• WHAT THIS TASK INVOLVES: Switch every "Result" in the rows below to "Output", and leave everything else unchanged.
** start DATA FOR THIS EXERCISE **
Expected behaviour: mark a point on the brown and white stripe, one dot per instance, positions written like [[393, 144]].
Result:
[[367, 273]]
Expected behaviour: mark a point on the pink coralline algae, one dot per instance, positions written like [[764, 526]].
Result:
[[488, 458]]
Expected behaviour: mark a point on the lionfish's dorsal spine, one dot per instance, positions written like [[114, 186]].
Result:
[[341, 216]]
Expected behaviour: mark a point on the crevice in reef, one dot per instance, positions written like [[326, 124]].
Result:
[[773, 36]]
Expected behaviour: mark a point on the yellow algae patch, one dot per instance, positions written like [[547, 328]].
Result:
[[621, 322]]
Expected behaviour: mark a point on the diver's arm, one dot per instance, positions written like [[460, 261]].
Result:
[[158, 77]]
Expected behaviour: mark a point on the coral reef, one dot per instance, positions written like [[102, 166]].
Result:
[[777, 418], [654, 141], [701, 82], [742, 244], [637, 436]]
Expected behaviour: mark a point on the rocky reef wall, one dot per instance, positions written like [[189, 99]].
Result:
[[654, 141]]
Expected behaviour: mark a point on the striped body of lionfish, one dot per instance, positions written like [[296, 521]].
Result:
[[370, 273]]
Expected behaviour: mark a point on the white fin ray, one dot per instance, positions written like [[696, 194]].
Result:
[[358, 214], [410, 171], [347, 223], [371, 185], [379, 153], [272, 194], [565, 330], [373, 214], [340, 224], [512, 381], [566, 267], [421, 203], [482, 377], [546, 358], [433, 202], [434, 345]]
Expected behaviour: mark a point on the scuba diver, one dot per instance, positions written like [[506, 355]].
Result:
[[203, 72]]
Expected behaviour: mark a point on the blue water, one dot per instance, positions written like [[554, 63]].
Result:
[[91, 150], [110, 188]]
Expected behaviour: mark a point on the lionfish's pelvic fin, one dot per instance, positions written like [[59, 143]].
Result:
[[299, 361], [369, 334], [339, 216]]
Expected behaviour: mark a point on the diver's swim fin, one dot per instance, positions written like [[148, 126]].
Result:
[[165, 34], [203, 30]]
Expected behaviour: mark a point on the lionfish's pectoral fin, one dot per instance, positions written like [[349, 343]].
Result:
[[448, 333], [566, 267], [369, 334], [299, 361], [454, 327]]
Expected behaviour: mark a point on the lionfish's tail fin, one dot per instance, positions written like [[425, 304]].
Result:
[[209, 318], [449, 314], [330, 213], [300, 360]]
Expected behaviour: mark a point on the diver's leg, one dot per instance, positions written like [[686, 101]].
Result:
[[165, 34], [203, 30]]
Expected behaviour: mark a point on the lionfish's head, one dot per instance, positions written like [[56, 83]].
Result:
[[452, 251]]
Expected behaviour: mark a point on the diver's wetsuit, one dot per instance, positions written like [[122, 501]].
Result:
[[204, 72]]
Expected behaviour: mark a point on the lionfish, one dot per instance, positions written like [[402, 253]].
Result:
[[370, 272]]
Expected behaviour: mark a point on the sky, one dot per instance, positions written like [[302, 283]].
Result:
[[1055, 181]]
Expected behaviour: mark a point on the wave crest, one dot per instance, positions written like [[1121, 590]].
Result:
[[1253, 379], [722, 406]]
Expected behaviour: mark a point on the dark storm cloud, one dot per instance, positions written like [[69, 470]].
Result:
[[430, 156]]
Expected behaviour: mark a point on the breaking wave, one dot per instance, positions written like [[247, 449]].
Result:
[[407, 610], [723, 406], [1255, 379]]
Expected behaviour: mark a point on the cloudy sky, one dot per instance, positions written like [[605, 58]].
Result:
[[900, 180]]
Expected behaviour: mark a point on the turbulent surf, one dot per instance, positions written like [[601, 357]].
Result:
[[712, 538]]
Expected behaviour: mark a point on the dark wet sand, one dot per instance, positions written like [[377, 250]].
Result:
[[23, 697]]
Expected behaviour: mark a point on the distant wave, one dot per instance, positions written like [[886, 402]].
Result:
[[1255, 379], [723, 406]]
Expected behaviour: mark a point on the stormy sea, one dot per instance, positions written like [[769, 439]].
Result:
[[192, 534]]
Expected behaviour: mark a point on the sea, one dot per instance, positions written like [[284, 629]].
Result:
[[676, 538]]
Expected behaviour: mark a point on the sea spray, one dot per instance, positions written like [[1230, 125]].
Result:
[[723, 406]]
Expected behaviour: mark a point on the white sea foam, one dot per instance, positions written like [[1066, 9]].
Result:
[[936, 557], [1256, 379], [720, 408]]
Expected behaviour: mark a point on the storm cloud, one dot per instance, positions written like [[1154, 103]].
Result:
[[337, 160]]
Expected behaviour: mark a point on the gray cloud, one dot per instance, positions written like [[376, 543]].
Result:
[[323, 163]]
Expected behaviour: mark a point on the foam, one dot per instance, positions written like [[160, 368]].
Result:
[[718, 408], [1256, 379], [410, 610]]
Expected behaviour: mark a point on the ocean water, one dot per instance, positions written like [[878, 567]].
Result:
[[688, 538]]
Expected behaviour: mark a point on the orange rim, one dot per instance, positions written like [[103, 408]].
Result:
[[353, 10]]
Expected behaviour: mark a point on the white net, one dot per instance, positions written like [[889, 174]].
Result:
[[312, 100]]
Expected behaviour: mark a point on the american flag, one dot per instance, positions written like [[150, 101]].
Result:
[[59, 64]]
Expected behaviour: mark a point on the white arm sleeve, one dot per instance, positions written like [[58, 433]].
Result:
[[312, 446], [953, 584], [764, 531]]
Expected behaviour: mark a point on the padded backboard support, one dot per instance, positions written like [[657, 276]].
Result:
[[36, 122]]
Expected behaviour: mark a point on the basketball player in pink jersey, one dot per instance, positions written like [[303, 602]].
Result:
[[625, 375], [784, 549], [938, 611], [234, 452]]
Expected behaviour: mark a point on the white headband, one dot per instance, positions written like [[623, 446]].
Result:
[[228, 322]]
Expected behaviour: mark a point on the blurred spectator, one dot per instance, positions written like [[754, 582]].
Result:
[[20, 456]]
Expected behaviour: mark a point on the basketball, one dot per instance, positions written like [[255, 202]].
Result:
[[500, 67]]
** end DATA FOR THIS EXERCISE **
• CORRECT RESPONSE:
Expected behaviour: mark a point on the brown and white stripe, one dot per instance, positions written like [[393, 144]].
Output:
[[367, 273]]
Expected behaviour: mark a point on the pink coralline algae, one dot per instance, positions written like [[764, 526]].
Output:
[[488, 458]]
Expected behaviour: mark a point on the lionfish's dorsal spine, one dot per instance, positions written like [[114, 186]].
Output:
[[341, 216]]
Expected behaviour: mark a point on the crevice in reef, one dot per instance, positions written like [[326, 124]].
Output:
[[773, 36]]
Expected behaviour: mark a point on the yellow algae patch, one dot per instance, positions written like [[547, 328]].
Output:
[[621, 322]]
Expected behaviour: mark a point on the diver's arm, one dot per instance, positions written like [[460, 261]].
Output:
[[158, 77]]
Expected behaviour: mark a point on the coral reef, one dot per instance, positions written like [[102, 166]].
Output:
[[777, 418], [654, 141], [701, 82], [742, 244], [637, 436]]
Expected behaviour: mark a point on the rocky reef wall, one dot per instance, positions written like [[189, 99]].
Output:
[[654, 141]]
Expected behaviour: mark a point on the striped body of lionfish, one dot per instance, positions written like [[296, 521]].
Output:
[[370, 273]]
Expected behaviour: mark a point on the white fin ray, one dot per instance, positions written like [[696, 194]].
Output:
[[358, 214], [410, 171], [347, 223], [371, 185], [379, 153], [272, 194], [565, 330], [373, 214], [340, 224], [512, 381], [566, 267], [421, 203], [482, 377], [546, 358], [433, 202], [434, 345]]
Expected behaviour: mark a point on the scuba diver, one dot per instance, positions written like [[506, 355]].
Output:
[[203, 72]]
Expected behaviour: mark a point on the blue water, one dot per instance, positions written like [[554, 63]].
Output:
[[91, 150], [110, 188]]
Expected behaviour: mark a point on the lionfish's pelvic fin, one dot per instance, positions written like [[59, 143]].
Output:
[[299, 361], [369, 334], [339, 216]]
Expected behaviour: mark a point on the diver's swim fin, one dot per instance, positions written like [[148, 126]].
Output:
[[165, 34], [203, 30]]
Expected behaviour: mark a point on the lionfish's pectoral fin, one dot per instance, positions written like [[349, 343]].
Output:
[[448, 333], [566, 267], [369, 334], [299, 361], [454, 327]]
Expected behaviour: mark a point on the lionfish's tail fin, one dot per instance, positions written like [[425, 304]].
Output:
[[209, 318], [449, 314], [330, 213], [300, 360]]
Expected behaviour: mark a point on the diver's leg, one dot per instance, positions written like [[686, 101]].
Output:
[[165, 34], [203, 30]]
Expected behaviour: mark a point on the lionfish's head, one dot per instance, positions written like [[56, 83]].
Output:
[[452, 251]]
Expected behaviour: mark a point on the diver's wetsuit, one dot per instance, positions written like [[122, 501]].
Output:
[[204, 72]]
Expected behaviour: mark a point on the lionfish, one dot per instance, positions written like [[402, 253]].
Output:
[[370, 272]]
Expected behaviour: mark a point on the sky, one dot per instance, positions written like [[302, 283]].
Output:
[[1055, 181]]
Expected behaviour: mark a point on the wave crest, one dot per instance, positions written like [[1121, 590]].
Output:
[[1253, 379], [722, 406]]
Expected behaviour: mark a point on the dark storm cloud, one dot per instance, positions written like [[69, 470]].
Output:
[[430, 156]]
Expected behaviour: mark a point on the breaking wave, one dot per instance, positions written like [[247, 449]].
Output:
[[407, 610], [723, 406], [1255, 379]]
Expected behaviour: mark a point on the cloudy sky, one dot per instance, positions written like [[605, 58]].
Output:
[[900, 180]]
Expected behaviour: mark a point on the turbulent surf, one dot per instance, positions written like [[601, 357]].
Output:
[[712, 538]]
Expected behaviour: mark a point on the dark wet sand, one dot per instance, positions written like [[377, 250]].
Output:
[[23, 697]]
Expected behaviour: mark a point on the distant wave, one dot per instance, positions written like [[886, 402]].
Output:
[[1255, 379], [723, 406]]
Expected behaviour: mark a point on the stormy sea, one dot per instance, positions written like [[769, 439]].
Output:
[[192, 534]]
Expected behaviour: mark a point on the sea, one dot per instance, positions written like [[284, 629]].
Output:
[[676, 538]]
Expected behaviour: mark a point on the sea spray, one dot per instance, positions written like [[1230, 125]].
Output:
[[723, 406]]
Expected behaviour: mark a point on the white sea foam, one dot per instance, positions written like [[1066, 9]].
Output:
[[936, 557], [1256, 379], [720, 408]]
Expected behaviour: mark a point on the storm cloud, one dot per instance, positions written like [[1154, 103]].
Output:
[[337, 160]]
Expected behaviour: mark a point on the gray cloud, one dot per instance, positions written like [[376, 543]].
Output:
[[323, 163]]
Expected behaviour: mark a point on the foam, one dot per instance, positions written like [[160, 368]].
Output:
[[718, 408], [1256, 379], [410, 610]]
Expected behaviour: mark a point on the ocean water, one dot per instance, positions written like [[878, 567]].
Output:
[[688, 538]]
Expected behaviour: mark a point on the orange rim, one dot per instance, positions written like [[103, 408]].
Output:
[[353, 10]]
Expected behaviour: mark a point on the white net, one dot per instance, positions written like [[889, 174]].
Output:
[[312, 100]]
Expected behaviour: mark a point on the american flag, one dot per instance, positions written like [[150, 101]].
Output:
[[59, 64]]
Expected behaviour: mark a point on the white arm sleeve, one dot per instance, positions written like [[58, 433]].
Output:
[[312, 446], [953, 584], [764, 531]]
Expected behaviour: mark a point on the padded backboard support, one dot per instance, positions written like [[657, 276]].
Output:
[[36, 122]]
Expected behaviour: mark a point on the basketball player in pink jersey, one dot per instance, positions written like [[303, 602]].
Output:
[[625, 375], [784, 549], [938, 611], [234, 452]]
Expected behaviour: mark a point on the white headband, one dot per instance, positions written like [[623, 446]].
Output:
[[228, 322]]
Expected behaviour: mark a point on the blurred spectator, one dot per instance, positions written like [[754, 582]].
Output:
[[20, 456]]
Expected behaviour: mark a point on the basketball, one dot per instance, positions written like [[255, 202]].
Output:
[[500, 67]]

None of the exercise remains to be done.